▶ [Task directions]: Please extend the discussion about Social Security funding and the payroll tax cap, picking up right after its final sentence.

▶ [Extract to read]:
+++

I absolutely am opposed to raising the FRA age on SS as while white collar longevity may be rising it is not for most of the working class (blue collar and low wage workers). I would raise the SS FICA tax by about 1/2 of 1/10th of 1% per year in any year the Trustees report shows a deficit in the 75 year projection. In real dollar terms that means if a worker earns $500 a week paycheck they would pay an extra 80 cents per week along with the employer. If we assume wages rise at the low average over the last 40 years of 1.2% then they could expect about a $12 a week pay increase and would therefore not even notice the 80 cents increase. I would then increase the CAP to capture the 90% of average wages which SS was originally designed to capture which would raise the CAP to around $166,000 then adjust for inflation as is done now. Based on one CBO study I saw a couple of years back the projection was that this small increase would have to be done in 23 of the next 75 years. This would be much more politically palatable than doing nothing until 2034 and trying to raise FICA over 2% all at once.

3 years ago

Social Security was always a Ponzi scheme. If a private person even proposed a system like SS, they would be in jail. Low income workers get a much higher payout based on their (involuntary) contributions than higher income workers

Ben Music
Ben Music
3 years ago

Dramatically raising or eliminating the SS Cap (currently $137,700) is a quick and easy thing to implement. It would get us all the way, there but it would help.

+++

Items stored from a collection
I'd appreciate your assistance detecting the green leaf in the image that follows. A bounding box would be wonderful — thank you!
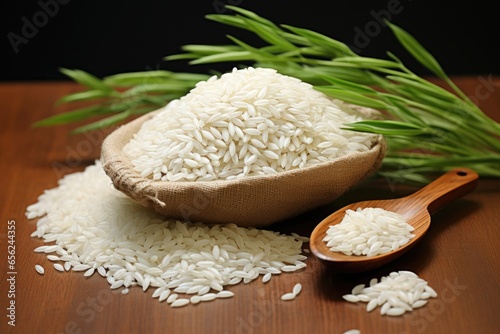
[322,75,378,95]
[314,86,387,110]
[190,51,254,65]
[71,110,131,134]
[226,5,278,29]
[60,68,113,91]
[239,19,297,50]
[283,25,354,56]
[33,105,106,127]
[56,89,118,104]
[386,21,448,79]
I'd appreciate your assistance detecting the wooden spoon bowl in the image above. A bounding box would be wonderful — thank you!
[310,168,479,273]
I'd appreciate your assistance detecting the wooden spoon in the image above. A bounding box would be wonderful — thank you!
[309,168,478,273]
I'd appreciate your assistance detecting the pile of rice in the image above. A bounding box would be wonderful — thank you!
[124,67,376,181]
[26,161,308,307]
[342,270,437,316]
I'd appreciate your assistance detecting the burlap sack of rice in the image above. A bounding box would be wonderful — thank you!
[101,113,385,227]
[101,69,386,227]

+++

▶ [Response for this exercise]:
3 years ago

Very good article. I think raising the FRA from 67 to 68 will also be one of the options considered to shore up Social Security.

Thomas Taylor
Thomas Taylor
3 years ago

Whew – you certainly don’t back away from controversial subjects! Very good article. I would like to believe politicians make decisions based upon facts but I’m not so sure. Any sort of gradual increase in the tax rates is easier to adjust to over the long term instead of waiting until the last moment to do something. In order to shore up the state retirement system my wife participated in, they raised the employee portion 1% a year for about 4 years until it got up to 9% of gross compensation a year. The employer portion was raised as well but on a different schedule and a higher amount. You just get used to it and adapt. As to investing the taxes yourself, I don’t think it would work for a very large portion of the population and for many of the reasons you state. Even if I knew then what I know now….I still make mistakes.